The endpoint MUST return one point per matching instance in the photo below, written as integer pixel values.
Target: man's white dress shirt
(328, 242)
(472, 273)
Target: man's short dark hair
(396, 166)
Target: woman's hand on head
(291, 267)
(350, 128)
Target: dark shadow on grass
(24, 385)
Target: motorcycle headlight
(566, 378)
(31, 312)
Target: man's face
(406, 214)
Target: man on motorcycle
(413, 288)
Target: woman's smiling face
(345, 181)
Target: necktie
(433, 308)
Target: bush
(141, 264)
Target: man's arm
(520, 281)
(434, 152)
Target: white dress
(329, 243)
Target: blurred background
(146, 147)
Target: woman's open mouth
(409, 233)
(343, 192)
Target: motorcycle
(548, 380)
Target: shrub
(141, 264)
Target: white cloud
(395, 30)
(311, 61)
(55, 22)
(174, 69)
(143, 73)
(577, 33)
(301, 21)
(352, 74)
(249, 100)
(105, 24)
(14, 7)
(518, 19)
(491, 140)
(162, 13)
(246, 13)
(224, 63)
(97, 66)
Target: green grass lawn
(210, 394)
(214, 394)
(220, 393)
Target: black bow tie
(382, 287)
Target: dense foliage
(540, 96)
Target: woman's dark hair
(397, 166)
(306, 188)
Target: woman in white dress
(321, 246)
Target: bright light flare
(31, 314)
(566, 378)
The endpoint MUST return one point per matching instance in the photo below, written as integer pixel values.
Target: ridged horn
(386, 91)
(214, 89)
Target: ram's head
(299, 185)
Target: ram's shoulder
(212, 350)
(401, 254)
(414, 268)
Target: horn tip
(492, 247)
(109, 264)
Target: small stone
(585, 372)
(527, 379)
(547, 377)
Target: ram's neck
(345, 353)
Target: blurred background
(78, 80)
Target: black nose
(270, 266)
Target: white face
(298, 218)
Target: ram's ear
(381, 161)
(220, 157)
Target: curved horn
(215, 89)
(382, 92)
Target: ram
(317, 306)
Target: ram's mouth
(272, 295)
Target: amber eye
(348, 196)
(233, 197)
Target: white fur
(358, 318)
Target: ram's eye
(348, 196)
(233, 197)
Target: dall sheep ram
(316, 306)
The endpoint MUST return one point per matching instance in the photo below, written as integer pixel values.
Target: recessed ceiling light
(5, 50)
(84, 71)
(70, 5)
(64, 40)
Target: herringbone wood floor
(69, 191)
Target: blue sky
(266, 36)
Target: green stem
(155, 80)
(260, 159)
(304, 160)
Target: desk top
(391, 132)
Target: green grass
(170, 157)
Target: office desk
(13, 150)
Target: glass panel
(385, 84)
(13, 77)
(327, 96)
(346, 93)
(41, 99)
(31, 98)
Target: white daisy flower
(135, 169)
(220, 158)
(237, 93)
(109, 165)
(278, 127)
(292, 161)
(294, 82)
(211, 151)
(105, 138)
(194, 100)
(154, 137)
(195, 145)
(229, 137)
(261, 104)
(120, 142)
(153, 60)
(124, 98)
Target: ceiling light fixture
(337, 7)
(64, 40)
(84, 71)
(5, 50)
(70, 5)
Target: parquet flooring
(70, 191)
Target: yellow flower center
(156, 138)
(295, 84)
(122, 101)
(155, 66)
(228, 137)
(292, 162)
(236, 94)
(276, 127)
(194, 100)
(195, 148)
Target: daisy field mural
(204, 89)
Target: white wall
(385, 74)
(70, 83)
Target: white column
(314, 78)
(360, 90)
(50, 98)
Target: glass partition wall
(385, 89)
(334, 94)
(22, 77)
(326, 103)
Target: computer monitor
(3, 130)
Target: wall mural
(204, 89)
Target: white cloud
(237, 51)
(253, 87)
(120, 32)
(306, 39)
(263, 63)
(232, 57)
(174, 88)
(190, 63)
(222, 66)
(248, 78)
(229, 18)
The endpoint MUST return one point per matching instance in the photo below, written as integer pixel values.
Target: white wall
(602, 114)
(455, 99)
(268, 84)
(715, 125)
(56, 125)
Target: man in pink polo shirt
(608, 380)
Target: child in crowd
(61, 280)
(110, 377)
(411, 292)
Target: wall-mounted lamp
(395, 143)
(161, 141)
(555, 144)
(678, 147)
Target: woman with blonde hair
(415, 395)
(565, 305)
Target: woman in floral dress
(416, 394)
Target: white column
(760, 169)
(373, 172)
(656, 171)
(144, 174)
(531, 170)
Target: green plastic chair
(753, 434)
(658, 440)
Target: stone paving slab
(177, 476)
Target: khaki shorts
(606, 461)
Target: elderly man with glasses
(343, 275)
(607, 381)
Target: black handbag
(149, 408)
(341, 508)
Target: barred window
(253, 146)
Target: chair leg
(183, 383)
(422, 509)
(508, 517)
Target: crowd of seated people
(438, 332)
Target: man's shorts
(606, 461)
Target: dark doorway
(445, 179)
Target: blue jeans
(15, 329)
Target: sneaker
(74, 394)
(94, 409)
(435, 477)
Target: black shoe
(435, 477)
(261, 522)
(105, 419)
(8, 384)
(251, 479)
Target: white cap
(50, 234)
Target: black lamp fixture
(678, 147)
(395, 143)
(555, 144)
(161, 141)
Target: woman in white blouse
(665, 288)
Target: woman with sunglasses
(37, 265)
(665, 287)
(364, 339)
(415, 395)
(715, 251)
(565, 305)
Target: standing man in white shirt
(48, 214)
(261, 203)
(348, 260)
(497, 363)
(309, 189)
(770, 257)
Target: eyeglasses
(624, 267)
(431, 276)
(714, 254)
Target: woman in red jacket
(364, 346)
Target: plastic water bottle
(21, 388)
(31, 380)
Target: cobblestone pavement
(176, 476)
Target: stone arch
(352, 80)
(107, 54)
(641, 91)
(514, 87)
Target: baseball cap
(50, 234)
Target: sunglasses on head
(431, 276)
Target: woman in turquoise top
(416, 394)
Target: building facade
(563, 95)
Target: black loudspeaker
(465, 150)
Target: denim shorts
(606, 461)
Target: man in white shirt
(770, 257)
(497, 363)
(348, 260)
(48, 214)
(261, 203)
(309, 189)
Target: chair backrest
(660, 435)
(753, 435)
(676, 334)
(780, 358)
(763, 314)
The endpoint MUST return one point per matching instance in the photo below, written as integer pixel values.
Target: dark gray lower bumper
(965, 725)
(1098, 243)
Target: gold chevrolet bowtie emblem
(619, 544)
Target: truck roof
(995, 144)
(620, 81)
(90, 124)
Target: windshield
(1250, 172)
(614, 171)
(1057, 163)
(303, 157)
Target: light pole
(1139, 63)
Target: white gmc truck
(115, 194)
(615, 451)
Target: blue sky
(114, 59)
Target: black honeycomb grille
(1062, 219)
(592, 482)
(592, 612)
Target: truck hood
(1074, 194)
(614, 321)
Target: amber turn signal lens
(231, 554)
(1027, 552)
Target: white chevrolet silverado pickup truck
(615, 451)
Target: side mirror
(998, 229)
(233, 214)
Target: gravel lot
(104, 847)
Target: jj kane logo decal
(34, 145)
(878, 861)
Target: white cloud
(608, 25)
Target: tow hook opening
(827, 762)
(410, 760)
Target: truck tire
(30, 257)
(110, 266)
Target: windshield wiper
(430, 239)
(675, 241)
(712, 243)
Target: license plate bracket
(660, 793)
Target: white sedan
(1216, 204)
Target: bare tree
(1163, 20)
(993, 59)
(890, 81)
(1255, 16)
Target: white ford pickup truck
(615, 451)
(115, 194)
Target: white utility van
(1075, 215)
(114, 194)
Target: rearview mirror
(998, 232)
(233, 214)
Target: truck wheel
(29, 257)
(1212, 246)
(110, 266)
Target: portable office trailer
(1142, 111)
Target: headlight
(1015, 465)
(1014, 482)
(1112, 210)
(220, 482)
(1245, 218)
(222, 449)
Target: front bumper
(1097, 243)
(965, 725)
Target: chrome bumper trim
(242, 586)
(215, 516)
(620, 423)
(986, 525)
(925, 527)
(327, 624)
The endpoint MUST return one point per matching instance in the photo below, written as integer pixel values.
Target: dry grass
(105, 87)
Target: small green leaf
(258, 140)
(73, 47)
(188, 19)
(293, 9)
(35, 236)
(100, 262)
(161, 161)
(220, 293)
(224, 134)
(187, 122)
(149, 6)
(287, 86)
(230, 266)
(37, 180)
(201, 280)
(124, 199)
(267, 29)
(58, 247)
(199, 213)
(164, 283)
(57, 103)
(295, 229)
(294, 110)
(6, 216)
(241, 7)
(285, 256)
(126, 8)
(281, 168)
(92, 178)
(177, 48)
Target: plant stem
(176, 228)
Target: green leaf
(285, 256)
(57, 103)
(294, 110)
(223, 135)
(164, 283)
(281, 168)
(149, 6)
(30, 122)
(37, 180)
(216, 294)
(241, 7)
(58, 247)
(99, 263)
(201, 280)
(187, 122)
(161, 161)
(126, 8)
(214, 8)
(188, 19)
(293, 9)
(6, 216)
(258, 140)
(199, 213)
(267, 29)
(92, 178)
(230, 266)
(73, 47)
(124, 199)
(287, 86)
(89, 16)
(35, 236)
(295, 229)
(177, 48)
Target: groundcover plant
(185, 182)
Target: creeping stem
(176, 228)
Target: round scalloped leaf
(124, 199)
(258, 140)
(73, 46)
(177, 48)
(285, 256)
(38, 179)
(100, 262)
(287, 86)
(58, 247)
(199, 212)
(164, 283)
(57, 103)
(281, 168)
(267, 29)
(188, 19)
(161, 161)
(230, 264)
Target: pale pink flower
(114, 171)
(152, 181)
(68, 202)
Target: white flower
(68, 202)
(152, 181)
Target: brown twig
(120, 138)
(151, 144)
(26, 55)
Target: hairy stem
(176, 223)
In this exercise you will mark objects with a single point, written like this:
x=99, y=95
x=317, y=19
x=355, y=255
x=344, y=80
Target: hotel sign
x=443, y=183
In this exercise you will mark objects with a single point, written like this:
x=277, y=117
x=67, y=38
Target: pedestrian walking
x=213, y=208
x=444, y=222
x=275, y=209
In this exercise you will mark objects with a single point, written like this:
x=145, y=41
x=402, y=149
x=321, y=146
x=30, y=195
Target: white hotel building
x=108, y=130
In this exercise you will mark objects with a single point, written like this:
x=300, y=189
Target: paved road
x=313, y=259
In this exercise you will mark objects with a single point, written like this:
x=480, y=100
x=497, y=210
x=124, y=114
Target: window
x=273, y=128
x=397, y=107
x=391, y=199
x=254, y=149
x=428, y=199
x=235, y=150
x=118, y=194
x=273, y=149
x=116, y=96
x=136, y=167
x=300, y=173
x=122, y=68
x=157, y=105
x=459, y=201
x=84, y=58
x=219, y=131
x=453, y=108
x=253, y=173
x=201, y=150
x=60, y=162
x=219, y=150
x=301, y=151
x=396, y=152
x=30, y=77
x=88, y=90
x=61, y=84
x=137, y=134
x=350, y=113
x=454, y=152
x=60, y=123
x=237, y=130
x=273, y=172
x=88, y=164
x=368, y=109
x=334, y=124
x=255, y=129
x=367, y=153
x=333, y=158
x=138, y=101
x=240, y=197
================
» **Problem description**: Return, unchanged, the run of lines above that opens with the line containing "Target: hotel sign" and closes with the line containing "x=124, y=114". Include both.

» **Response for this exercise**:
Target: hotel sign
x=443, y=183
In this exercise you will mark objects with a single point, written like this:
x=277, y=117
x=67, y=38
Target: pedestrian walking
x=213, y=208
x=444, y=222
x=275, y=209
In this exercise you will mark objects with a single point, written like this:
x=145, y=41
x=402, y=149
x=321, y=146
x=30, y=195
Target: white hotel building
x=108, y=130
In this exercise you will mark objects with a single point, written like this:
x=300, y=189
Target: paved road
x=313, y=259
In this exercise you will mark objects with a single point, written like this:
x=480, y=100
x=497, y=210
x=124, y=114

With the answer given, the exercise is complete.